- **DATA FOR PROCESSING**:
########

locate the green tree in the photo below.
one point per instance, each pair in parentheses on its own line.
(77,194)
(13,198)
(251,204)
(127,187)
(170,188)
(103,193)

########

- **EXERCISE**:
An exact transcription of every record above is required.

- **REPLY TO THE EXERCISE**:
locate the green tree in the photo below.
one point per instance, each pair in parentheses on its own line.
(77,194)
(13,198)
(251,204)
(127,187)
(170,188)
(103,193)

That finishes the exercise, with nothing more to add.